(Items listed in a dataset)
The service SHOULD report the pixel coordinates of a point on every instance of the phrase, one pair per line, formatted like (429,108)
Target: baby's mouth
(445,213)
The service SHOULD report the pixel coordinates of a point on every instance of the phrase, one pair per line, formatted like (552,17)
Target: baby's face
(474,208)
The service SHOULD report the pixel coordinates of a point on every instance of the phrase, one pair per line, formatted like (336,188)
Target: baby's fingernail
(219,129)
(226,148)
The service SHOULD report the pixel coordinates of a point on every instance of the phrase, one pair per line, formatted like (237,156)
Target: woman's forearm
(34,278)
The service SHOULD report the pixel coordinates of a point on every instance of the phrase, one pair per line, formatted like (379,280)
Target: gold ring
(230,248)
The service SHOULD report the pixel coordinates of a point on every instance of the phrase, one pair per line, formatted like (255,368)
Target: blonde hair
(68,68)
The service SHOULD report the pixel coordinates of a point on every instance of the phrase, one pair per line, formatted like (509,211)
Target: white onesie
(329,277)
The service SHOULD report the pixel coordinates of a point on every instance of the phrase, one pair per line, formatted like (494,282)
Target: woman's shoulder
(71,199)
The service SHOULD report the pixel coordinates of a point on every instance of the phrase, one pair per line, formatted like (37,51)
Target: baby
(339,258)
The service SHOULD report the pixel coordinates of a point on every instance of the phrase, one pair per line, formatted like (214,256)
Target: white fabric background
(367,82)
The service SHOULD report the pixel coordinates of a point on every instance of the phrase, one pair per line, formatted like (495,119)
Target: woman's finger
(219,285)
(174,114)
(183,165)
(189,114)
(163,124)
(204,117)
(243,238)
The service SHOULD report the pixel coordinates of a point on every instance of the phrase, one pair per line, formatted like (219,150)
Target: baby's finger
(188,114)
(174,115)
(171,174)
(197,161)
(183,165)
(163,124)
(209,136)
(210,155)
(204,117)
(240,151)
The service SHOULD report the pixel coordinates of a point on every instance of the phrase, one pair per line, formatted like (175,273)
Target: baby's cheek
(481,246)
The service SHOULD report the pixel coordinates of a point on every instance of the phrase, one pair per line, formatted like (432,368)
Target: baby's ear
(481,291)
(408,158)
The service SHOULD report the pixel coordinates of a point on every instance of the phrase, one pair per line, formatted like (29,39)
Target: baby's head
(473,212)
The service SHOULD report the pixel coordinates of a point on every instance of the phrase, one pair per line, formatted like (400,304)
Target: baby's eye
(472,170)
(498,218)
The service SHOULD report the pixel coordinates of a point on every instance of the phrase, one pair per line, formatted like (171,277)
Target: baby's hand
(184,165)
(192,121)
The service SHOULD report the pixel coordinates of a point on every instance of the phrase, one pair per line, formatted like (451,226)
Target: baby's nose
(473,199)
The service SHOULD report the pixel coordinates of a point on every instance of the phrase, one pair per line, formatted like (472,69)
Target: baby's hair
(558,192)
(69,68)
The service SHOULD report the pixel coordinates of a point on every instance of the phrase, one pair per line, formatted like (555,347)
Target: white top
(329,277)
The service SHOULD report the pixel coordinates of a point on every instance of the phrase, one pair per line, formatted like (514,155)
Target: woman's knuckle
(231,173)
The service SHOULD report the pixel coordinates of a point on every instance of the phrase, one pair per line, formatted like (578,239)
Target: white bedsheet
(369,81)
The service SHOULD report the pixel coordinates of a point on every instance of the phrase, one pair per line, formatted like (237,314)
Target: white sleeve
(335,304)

Challenge: Copy the lines from the one containing "formatted like (578,239)" through the end of the records, both ends included, renaming "Target" to "Phrase" and leaving everything else unchanged.

Result below:
The service SHOULD report the pixel coordinates of a point on every instance of the phrase, one pair per line, formatted like (578,239)
Phrase: white bedsheet
(369,81)
The service SHOULD report the pixel coordinates of a point on every instance of the phrase, one pair per line, formatted like (237,314)
Phrase: white sleeve
(335,304)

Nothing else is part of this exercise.